(Exercise goal)
Select every line in the entries below that contains the word "pole", and copy each of those lines.

*** Record list

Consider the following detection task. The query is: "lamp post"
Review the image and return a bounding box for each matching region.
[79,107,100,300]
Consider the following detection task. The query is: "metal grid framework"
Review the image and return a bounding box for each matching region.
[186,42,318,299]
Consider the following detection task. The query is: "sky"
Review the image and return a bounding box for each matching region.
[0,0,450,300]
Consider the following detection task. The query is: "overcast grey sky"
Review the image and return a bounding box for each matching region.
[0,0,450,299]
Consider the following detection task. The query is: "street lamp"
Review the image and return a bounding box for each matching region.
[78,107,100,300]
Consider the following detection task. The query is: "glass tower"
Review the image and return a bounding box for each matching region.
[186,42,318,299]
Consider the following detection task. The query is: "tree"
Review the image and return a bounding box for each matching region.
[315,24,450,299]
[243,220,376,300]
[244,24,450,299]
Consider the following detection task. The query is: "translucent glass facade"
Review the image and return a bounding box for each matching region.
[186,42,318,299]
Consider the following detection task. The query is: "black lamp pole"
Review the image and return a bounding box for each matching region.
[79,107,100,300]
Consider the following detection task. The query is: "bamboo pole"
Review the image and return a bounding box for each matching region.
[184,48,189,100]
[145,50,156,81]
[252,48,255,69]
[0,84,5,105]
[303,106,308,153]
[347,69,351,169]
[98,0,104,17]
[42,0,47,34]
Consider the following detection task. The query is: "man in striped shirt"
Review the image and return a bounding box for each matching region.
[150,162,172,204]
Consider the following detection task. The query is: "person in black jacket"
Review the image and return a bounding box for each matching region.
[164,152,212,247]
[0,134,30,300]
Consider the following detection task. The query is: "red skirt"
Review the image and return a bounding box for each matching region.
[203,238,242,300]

******
*** Record list

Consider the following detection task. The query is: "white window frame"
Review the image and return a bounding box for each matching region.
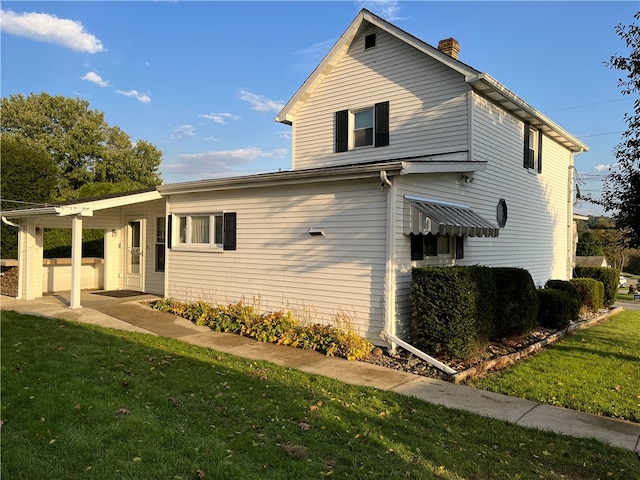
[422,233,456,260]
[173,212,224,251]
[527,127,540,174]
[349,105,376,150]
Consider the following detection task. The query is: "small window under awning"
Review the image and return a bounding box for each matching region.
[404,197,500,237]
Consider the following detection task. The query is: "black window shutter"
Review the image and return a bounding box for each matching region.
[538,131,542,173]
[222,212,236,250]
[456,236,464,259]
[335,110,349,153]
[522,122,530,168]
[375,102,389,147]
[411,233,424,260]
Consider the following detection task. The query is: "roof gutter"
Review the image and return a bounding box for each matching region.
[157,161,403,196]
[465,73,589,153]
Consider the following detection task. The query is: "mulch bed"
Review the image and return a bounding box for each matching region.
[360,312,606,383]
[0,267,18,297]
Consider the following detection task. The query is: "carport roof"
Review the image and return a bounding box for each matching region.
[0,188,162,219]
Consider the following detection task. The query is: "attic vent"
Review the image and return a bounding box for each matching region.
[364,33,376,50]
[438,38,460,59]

******

(Written solution)
Consider the following detection task. The query is: "black lamp pole"
Consider the following detection task. The query is: "bamboo pole"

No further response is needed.